_STATED PROBLEM_. Beginning at the line containing "Would you mind marking the weathered" and continuing to the end of the records below, give each line again exactly as it stands, and only those lines.
[start SUPPLIED DATA]
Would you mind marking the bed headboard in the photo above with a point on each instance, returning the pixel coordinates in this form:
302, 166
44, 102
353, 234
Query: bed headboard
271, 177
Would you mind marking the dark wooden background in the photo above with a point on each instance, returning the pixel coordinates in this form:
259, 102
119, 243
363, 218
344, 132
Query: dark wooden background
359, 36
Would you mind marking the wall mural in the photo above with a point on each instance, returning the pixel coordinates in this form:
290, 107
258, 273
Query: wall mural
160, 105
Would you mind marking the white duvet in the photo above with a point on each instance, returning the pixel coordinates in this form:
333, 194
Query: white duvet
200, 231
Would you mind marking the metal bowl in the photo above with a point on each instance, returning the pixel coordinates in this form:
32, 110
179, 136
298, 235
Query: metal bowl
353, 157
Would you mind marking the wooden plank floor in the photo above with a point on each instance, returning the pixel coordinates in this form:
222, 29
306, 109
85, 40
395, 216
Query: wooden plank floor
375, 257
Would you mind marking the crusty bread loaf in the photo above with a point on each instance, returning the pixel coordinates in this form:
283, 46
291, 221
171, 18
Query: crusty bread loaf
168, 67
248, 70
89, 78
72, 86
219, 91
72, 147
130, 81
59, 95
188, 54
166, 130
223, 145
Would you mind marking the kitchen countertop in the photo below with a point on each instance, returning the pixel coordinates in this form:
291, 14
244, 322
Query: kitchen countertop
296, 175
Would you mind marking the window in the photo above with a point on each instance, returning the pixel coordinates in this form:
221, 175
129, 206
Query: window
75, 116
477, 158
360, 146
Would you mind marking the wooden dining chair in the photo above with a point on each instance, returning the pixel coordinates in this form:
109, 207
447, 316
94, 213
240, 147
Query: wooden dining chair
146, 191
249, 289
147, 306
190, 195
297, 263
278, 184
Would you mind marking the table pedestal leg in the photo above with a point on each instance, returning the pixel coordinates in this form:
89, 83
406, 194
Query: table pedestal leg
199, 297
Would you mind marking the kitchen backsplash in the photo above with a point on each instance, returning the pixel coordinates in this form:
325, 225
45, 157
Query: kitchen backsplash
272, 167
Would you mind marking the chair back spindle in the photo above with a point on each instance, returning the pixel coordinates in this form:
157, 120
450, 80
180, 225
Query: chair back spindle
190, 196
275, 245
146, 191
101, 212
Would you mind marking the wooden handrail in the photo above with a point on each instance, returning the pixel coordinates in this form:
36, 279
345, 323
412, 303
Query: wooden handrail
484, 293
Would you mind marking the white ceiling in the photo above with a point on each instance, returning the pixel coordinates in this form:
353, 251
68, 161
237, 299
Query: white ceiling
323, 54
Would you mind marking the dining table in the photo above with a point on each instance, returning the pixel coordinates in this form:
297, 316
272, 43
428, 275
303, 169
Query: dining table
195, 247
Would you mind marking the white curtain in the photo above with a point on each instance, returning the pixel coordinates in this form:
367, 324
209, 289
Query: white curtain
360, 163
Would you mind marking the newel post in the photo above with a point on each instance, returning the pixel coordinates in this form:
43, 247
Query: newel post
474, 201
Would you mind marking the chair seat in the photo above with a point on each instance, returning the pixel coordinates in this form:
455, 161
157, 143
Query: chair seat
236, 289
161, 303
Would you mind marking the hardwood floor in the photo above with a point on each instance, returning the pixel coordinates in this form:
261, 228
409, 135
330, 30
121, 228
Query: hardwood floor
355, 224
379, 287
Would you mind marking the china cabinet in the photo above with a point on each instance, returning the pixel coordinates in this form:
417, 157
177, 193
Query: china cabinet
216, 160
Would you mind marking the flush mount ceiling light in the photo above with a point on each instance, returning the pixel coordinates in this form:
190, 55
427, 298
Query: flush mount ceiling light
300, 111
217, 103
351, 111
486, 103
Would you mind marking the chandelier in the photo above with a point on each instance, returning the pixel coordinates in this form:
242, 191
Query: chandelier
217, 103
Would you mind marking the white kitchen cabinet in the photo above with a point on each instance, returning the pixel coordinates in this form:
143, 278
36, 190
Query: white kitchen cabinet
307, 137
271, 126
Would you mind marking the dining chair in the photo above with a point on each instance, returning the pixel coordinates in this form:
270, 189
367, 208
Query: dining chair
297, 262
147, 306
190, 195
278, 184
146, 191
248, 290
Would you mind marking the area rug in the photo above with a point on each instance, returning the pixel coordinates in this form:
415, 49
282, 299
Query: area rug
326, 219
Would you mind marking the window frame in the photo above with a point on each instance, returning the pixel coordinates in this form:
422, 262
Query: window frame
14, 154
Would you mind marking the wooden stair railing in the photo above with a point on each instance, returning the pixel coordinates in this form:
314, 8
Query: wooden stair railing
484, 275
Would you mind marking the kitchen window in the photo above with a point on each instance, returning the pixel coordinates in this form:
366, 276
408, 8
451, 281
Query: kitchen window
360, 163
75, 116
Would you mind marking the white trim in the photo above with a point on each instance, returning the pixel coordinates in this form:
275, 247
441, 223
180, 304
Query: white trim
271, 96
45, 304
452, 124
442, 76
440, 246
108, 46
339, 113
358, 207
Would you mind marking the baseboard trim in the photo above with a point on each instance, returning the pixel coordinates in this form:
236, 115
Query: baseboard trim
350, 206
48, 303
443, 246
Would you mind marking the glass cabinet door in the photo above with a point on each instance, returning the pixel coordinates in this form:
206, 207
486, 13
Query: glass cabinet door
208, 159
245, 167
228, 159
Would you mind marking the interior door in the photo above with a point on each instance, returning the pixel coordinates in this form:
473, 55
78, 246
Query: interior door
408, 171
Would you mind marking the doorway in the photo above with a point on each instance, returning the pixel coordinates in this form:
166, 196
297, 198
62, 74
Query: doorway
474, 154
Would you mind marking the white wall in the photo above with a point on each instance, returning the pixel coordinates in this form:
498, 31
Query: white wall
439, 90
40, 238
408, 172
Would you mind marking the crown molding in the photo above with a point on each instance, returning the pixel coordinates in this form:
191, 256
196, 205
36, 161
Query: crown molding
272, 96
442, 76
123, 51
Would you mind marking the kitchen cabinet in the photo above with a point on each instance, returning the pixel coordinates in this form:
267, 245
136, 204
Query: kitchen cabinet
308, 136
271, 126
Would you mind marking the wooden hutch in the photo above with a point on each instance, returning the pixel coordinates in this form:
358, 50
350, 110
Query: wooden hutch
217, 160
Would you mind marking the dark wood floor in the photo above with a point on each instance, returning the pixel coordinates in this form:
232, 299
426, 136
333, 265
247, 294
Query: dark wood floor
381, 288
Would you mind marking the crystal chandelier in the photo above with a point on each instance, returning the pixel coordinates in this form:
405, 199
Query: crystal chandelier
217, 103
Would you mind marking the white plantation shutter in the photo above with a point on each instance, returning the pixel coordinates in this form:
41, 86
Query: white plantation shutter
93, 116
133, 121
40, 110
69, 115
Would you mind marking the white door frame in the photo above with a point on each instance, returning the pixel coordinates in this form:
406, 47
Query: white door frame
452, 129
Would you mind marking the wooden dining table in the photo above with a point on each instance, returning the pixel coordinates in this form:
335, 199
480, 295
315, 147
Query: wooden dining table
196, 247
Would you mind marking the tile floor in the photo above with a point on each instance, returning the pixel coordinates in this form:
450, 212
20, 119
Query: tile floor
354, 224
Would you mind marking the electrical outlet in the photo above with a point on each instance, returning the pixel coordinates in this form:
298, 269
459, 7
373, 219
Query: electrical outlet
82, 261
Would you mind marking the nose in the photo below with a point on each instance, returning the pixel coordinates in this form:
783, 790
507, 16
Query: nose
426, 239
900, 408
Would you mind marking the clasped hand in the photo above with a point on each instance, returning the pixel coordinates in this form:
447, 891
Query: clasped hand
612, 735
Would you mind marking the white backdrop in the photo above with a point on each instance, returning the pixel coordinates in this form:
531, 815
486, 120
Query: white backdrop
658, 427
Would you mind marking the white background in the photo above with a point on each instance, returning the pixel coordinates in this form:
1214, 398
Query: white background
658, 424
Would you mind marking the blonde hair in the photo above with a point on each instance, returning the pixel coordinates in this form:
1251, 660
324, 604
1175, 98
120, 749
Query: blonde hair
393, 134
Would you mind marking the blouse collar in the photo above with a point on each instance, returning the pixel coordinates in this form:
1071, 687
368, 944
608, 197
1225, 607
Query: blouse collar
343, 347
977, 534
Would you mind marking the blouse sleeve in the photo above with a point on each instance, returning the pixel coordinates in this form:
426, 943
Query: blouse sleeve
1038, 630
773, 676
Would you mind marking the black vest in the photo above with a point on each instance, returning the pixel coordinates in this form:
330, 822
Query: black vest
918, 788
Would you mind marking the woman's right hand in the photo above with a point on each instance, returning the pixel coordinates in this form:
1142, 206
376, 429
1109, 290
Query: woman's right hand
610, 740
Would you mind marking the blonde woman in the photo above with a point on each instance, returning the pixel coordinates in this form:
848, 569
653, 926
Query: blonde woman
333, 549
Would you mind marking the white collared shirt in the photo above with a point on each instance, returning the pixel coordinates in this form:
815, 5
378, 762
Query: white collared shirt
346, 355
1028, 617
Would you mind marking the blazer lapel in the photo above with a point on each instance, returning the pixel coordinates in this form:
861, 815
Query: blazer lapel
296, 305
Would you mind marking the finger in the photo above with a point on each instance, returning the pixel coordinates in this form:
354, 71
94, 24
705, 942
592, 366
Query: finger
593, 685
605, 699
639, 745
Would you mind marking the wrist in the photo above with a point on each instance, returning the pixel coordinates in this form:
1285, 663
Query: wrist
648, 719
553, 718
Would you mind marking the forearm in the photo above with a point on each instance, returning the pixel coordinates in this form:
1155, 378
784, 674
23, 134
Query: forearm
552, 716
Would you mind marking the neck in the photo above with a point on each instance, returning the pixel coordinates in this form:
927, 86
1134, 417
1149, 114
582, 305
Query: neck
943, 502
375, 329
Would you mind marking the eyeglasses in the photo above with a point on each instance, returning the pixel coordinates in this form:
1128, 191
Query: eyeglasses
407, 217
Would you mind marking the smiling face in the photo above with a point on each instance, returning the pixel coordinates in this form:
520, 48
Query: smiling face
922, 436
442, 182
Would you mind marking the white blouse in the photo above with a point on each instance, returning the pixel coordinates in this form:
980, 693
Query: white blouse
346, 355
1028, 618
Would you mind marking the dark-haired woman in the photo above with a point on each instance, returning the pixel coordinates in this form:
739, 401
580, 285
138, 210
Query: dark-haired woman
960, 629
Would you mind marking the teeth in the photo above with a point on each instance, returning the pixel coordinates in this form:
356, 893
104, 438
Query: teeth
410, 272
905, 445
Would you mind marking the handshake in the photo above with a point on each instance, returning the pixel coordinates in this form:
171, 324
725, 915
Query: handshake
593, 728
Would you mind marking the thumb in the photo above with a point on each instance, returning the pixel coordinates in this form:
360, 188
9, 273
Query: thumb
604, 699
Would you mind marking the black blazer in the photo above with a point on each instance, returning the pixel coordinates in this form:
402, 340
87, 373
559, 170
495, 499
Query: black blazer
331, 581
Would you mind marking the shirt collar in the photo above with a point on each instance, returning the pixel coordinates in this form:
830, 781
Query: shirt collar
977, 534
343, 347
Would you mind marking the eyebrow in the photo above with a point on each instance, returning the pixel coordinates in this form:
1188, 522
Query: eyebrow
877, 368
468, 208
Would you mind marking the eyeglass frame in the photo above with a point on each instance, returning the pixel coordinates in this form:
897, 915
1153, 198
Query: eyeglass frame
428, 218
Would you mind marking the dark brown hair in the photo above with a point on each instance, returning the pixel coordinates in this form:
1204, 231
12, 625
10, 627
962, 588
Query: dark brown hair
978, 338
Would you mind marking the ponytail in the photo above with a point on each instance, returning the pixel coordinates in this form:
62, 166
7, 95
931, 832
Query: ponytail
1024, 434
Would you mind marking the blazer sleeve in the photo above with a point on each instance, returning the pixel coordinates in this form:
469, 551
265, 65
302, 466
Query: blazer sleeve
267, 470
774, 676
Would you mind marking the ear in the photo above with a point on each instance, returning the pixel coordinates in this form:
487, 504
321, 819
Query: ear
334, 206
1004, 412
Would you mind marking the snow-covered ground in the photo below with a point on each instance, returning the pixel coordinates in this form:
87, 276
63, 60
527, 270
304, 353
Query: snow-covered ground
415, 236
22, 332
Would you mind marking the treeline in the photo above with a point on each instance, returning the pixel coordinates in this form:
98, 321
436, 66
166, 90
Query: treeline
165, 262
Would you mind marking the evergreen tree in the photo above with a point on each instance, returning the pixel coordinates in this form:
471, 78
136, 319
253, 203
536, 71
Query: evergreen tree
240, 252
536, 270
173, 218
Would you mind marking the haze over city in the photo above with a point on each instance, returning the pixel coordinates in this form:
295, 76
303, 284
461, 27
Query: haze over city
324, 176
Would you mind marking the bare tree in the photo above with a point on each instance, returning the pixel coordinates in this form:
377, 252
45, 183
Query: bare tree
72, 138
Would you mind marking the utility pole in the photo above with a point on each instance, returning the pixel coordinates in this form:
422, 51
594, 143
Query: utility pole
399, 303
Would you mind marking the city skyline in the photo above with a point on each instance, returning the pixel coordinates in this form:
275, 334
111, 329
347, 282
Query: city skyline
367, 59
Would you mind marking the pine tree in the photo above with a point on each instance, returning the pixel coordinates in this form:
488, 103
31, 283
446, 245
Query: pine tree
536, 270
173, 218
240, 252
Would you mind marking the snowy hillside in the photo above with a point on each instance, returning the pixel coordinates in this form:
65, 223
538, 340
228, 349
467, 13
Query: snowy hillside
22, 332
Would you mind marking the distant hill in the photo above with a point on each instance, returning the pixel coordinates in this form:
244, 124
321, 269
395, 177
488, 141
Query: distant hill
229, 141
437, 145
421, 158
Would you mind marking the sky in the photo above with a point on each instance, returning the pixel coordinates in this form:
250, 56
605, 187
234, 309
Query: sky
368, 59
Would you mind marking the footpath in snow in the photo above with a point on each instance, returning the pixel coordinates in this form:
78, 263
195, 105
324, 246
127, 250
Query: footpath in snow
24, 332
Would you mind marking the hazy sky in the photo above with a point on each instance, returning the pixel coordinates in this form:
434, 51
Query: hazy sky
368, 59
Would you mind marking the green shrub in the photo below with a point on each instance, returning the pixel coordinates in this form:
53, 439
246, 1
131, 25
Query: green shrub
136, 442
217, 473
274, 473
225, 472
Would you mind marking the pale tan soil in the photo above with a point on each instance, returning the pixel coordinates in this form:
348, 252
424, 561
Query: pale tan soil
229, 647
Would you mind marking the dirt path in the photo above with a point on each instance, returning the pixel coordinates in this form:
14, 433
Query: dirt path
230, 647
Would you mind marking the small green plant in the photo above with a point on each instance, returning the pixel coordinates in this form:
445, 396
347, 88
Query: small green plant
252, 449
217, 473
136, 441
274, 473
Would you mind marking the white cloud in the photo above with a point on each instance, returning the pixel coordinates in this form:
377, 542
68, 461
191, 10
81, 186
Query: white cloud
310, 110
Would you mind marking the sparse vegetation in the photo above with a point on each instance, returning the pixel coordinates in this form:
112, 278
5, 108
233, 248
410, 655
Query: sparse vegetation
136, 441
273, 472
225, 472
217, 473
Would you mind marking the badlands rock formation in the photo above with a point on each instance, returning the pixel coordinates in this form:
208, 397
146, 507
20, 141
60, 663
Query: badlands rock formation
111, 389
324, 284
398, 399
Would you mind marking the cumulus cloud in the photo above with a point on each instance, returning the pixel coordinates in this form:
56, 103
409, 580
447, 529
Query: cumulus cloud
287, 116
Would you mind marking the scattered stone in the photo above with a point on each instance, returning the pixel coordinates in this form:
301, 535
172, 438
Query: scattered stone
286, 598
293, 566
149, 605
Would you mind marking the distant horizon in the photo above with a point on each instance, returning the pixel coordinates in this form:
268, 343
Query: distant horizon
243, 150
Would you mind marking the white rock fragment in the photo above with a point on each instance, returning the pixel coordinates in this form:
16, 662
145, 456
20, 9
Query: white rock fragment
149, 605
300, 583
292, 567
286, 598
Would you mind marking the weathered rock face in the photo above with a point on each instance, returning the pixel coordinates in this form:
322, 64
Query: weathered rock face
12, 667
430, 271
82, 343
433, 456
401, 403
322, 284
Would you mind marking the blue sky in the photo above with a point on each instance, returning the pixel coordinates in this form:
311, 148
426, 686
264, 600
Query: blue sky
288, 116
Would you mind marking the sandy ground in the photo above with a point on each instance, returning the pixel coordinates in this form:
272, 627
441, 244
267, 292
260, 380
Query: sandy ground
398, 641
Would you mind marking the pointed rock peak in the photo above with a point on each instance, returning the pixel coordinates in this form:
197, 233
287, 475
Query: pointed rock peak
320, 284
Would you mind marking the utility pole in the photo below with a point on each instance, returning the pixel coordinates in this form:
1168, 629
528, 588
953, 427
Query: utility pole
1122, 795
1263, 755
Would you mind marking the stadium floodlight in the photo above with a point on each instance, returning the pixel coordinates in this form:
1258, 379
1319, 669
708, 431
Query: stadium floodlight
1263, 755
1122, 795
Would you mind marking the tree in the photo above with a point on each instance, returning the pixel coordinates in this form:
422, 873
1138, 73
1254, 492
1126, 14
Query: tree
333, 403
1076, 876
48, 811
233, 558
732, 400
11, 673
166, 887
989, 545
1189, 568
[end SUPPLIED DATA]
_WRITTEN ANSWER_.
Would you mind marking the weathered rock face in the photo above with a point on each instance, returning the pixel coordinates in this form:
322, 64
Query: weathered rock face
12, 667
430, 271
82, 343
433, 456
401, 403
322, 284
Would you mind marking the blue sky in the photo above with a point on each instance, returning the pixel coordinates in this form:
311, 148
426, 686
264, 600
Query: blue sky
288, 116
Would you mind marking the sandy ground in the photo above with a point on each instance, returning the pixel coordinates in this form:
272, 627
441, 244
267, 292
260, 380
Query: sandy ground
398, 641
Would you mind marking the pointed rock peak in the photo above with a point on each instance, returning the pixel coordinates in this form:
197, 233
287, 475
Query: pointed rock peak
320, 284
Would you mind marking the utility pole in the photo below with a point on each instance, returning the pixel coordinates in this form:
1168, 629
528, 588
953, 427
Query: utility pole
1122, 795
1263, 755
Would you mind marking the stadium floodlight in the photo above with a point on each instance, returning the pixel coordinates in this form:
1258, 379
1319, 669
708, 431
Query: stadium floodlight
1263, 755
1122, 795
Would you mind marking the tree in the photo above with a point on each instance, returning the pixel coordinates in this form:
422, 873
1138, 73
1254, 492
1126, 14
Query: tree
333, 403
1076, 876
48, 811
233, 558
732, 400
11, 673
166, 887
989, 545
1189, 568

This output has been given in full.